■ **Consegna scritta**
Riscrivi come elenco puntato il paragrafo del brano sull'informazione e i social network che comincia con «Dovremmo considerare lo straordinario tempo reale», conservandone i fatti principali.

■ **Brano citato**

____

Capisco sempre meno le polemiche sul ritardo dell’informazione mainstream in caso di notizie importanti e impreviste. Prendiamone atto e facciamocene una ragione: in piena notte, in orari periferici, in situazioni confuse, i giornalisti arriveranno sempre più tardi. Ed è molto meglio così. Preferisco un’informazione che si prenda il tempo di verificare i dettagli e che quando si esprime diffonde certezze, rispetto a dirette fiume improvvisate, che prendono notizie a casaccio da agenzie e flussi di rete, mancano alla loro missione essenziale basata sull’accuratezza e sulla sintesi. I social network ci hanno abituato a una velocità che prima semplicemente non esisteva. Ricordo bene terremoti come quello di stanotte, quando ero ragazzino: le edizioni straordinarie dei tg non si facevano con la facilità di oggi, non esistevano i canali all news (italiani), c’era solo il benemerito Televideo, embrione di flusso digitale nell’informazione giornalistica tradizionale, davanti al quale aspettavo non meno di un’ora l’aggiornamento chiarificatore. Ed era un’altra ansia, peraltro nemmeno condivisa come oggi.
Dovremmo considerare lo straordinario tempo reale condiviso attraverso Twitter e Facebook qualcosa in più, un arricchimento per tutti, non una competizione con le testate giornalistiche. “Se non ci fosse stato Twitter…”: invece c’è, ed è per questo che percepiamo la differenza. Stiamo parlando di due forme di informazione diverse, che hanno tempi e presupposti differenti. Non basta un tweet e una foto di un crollo per avere la notizia, giornalisticamente parlando: o meglio è un’informazione rilevante per me se il tweet mi arriva da @gluca, di cui ho fiducia e che ha l’avventura di vivere sull’epicentro del sisma di questa notte, ma dal Tg1, da Rainews o da Repubblica.it voglio qualcosa di diverso e di più che una collezione di tweet aggregati dalla rete. Non è semplice e lo è ancora meno oggi, che di fronte all’aumento di complessità del mestiere gli organici, i turni e il non necessario vengono selvaggiamente potati per contenere i costi. A volte penso a che cosa avrebbe potuto essere l’informazione giornalistica se mai avesse unito gli strumenti d’oggi alle risorse di ieri.

____

■ **Record dei dati**
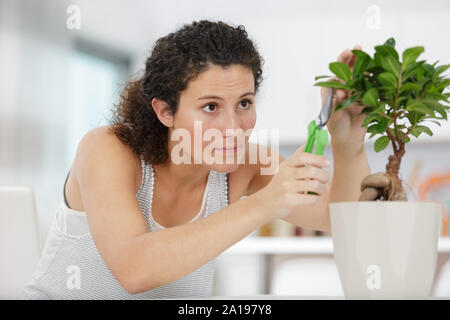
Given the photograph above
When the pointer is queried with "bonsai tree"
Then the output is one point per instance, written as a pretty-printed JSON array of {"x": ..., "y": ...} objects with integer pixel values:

____

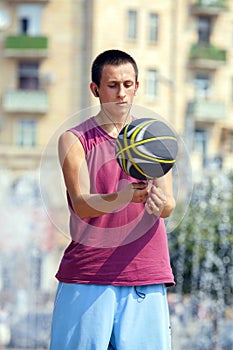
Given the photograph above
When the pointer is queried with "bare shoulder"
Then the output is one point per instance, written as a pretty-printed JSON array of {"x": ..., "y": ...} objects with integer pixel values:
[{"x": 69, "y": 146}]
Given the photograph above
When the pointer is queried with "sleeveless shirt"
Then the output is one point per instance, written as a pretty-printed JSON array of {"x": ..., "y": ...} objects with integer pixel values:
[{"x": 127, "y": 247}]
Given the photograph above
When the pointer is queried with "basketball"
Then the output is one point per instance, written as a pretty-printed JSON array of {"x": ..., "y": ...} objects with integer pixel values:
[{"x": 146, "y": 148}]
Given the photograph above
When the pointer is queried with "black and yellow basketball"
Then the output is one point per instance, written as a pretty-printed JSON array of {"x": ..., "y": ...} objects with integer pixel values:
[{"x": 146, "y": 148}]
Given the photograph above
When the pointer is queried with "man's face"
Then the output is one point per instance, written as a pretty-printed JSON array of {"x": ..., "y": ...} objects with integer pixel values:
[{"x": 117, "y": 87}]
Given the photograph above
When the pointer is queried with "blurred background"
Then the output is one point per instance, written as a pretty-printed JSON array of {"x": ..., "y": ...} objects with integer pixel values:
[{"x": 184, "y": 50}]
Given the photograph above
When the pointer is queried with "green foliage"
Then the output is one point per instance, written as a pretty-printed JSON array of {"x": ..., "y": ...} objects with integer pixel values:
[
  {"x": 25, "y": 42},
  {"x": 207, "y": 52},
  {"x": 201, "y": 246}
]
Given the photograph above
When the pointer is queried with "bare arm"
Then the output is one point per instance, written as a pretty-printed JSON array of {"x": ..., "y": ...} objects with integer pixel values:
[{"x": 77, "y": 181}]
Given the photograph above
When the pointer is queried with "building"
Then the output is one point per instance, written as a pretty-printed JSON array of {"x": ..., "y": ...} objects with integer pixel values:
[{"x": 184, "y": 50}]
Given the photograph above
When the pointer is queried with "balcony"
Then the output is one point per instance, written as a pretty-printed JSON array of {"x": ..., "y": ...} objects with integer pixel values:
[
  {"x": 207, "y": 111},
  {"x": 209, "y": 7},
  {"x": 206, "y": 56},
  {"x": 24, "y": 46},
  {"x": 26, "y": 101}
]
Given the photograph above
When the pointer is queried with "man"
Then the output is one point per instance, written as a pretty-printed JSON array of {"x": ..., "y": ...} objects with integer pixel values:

____

■ **Soluzione proposta**
- Il tempo reale condiviso su Twitter e Facebook va considerato un arricchimento per tutti, non una competizione con le testate giornalistiche.
- Si tratta di due forme di informazione diverse, con tempi e presupposti differenti.
- Un tweet con la foto di un crollo non basta a fare notizia in senso giornalistico. È rilevante se arriva da una fonte di fiducia come @gluca, che vive sull'epicentro del sisma di quella notte.
- Da Tg1, Rainews o Repubblica.it ci si aspetta qualcosa di diverso e di più di una raccolta di tweet aggregati dalla rete.
- Il compito è oggi più difficile perché il mestiere è più complesso, mentre organici, turni e il non necessario vengono tagliati per contenere i costi.
- Resta la domanda su che cosa sarebbe potuta essere l'informazione giornalistica unendo gli strumenti di oggi alle risorse di ieri.